## What is required
Write the entries below out again exactly; any picture in them stays out.

## Extracted material
──────────────────────────────

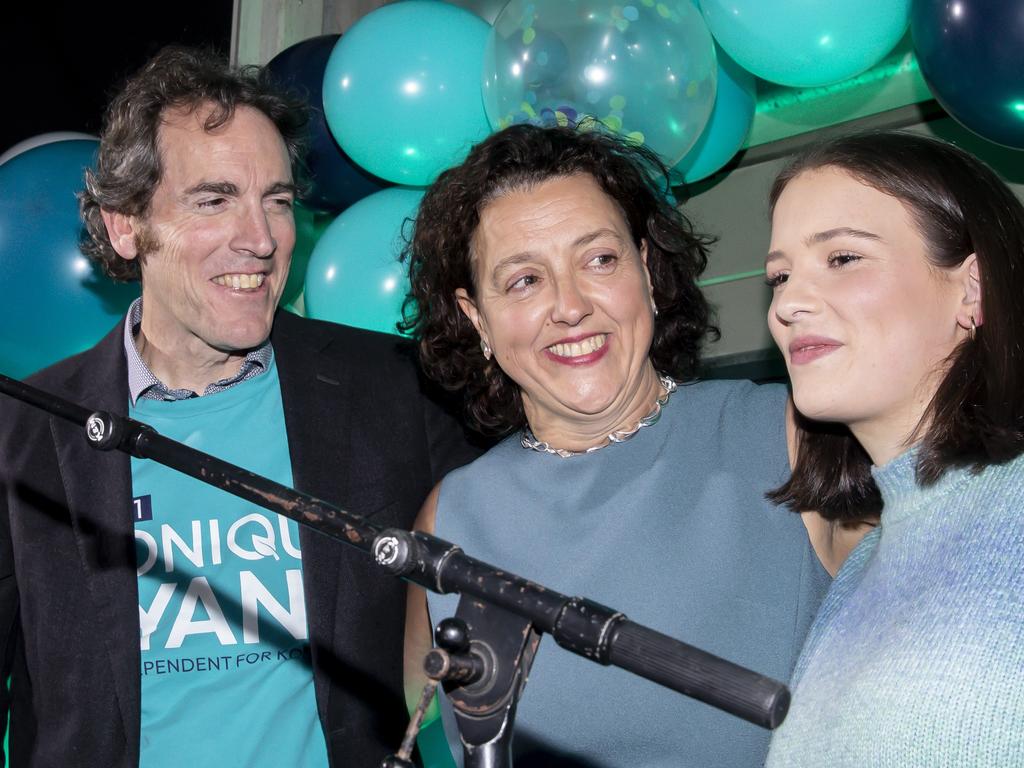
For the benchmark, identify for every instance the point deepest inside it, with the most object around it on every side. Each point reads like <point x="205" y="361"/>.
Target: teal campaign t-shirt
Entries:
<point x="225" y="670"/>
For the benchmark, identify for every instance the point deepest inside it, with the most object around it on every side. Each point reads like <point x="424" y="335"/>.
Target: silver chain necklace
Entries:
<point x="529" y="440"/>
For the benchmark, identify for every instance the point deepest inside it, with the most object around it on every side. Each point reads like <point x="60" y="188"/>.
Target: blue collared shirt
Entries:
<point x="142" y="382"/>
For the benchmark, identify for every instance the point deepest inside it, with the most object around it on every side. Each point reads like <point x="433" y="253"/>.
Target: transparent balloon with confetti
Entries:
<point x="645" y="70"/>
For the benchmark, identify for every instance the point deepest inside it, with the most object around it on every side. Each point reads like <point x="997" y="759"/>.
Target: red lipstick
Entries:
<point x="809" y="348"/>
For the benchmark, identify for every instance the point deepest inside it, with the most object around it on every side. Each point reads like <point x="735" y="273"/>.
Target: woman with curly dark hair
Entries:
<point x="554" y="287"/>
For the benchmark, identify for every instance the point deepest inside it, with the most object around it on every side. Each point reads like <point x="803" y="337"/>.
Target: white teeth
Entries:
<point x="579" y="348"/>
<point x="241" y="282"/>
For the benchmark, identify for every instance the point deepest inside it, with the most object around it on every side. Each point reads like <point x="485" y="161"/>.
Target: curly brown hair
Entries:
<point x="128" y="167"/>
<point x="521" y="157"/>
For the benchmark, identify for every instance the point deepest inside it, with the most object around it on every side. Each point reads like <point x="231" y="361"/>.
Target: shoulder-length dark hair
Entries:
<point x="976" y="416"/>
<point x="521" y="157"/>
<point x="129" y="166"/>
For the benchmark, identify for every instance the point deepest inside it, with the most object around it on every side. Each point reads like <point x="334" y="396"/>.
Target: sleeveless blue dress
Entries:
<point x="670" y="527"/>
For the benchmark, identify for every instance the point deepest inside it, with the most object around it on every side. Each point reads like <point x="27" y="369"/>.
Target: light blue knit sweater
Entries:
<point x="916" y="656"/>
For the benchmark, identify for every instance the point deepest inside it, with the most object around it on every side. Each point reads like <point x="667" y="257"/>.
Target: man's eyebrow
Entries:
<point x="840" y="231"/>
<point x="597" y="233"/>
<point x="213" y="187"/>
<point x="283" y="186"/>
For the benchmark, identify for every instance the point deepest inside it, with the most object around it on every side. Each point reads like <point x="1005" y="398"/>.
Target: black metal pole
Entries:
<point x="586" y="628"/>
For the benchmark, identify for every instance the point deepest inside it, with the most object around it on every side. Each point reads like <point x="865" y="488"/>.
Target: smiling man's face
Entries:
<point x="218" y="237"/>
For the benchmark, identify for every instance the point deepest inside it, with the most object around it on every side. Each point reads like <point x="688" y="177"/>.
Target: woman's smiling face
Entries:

──────────────────────────────

## Result
For the benchmark, identify for every instance the point deepest inside it, with the most object around it on every side. Each point reads like <point x="205" y="361"/>.
Target: teal campaign t-shirt
Entries:
<point x="225" y="670"/>
For the benchmark, identify for every instance the point deepest inside it, with the most object around it on every side. Each point reads like <point x="424" y="335"/>.
Target: silver chain necklace
Entries:
<point x="529" y="440"/>
For the benchmark, identify for every instance the point deepest inside it, with the most object around it on every side. Each point reads like <point x="60" y="188"/>.
Target: blue collared shirt
Entries:
<point x="142" y="382"/>
For the benchmark, identify for every instance the point deepest inside it, with the most object around it on every side. Each point reads like <point x="433" y="253"/>.
Target: transparent balloon with confetti
Entries:
<point x="645" y="70"/>
For the benchmark, identify for every instance the point deepest inside it, with the most object around it on every side. Each point reads like <point x="997" y="759"/>.
Target: red lipstick
Entries:
<point x="809" y="348"/>
For the benchmark, identify for every instance the point deepest inside it, with the most object around it on every side. Each point reads like <point x="735" y="273"/>.
Target: woman with curly dark hair
Entries:
<point x="554" y="287"/>
For the benchmark, identify for every instance the point deepest inside it, with the most object around it on every side. Each point reads like <point x="803" y="337"/>.
Target: white teeth
Entries:
<point x="579" y="348"/>
<point x="241" y="282"/>
For the benchmark, identify for every instance the point deepest inside it, with the most object around it on every side. Each point reads like <point x="485" y="161"/>.
Target: curly brown hair
Entries:
<point x="128" y="167"/>
<point x="521" y="157"/>
For the benchmark, identify for every instance the point deepest inside it, with the most object around it on every side. Each point reads like <point x="231" y="361"/>.
Target: shoulder-length dark hair
Entries:
<point x="976" y="416"/>
<point x="521" y="157"/>
<point x="129" y="166"/>
For the benchmark, identify for every instance the point deepest inside it, with the most object around it on every side. Each point reads like <point x="334" y="396"/>.
Target: sleeveless blue dress
Entries:
<point x="670" y="527"/>
For the benchmark, identify for every instance the point deepest inside it, with the most object around it on every side. Each point reads like <point x="27" y="369"/>.
Target: light blue knit sweater
Entries:
<point x="916" y="656"/>
For the benchmark, identify for every instance the point deepest inside it, with the most object around it on every side. Each point reads like <point x="667" y="257"/>.
Target: man's eyebrow
Entries:
<point x="840" y="231"/>
<point x="597" y="233"/>
<point x="213" y="187"/>
<point x="283" y="186"/>
For the benchmark, identify for every instance the point deepest inside it, with the most object around it on every side. Each point reads like <point x="1005" y="398"/>.
Target: black metal pole
Entries:
<point x="586" y="628"/>
For the benchmark, identify for every instance the point deepest inside it, with the most object around it on every side. Each point reads like <point x="865" y="488"/>.
Target: smiling man's face
Entries:
<point x="218" y="237"/>
For the benchmark, identify for every instance the point deepest inside it, with the most object around it on every side. Each point reads like <point x="688" y="177"/>.
Target: woman's smiling face
Entries:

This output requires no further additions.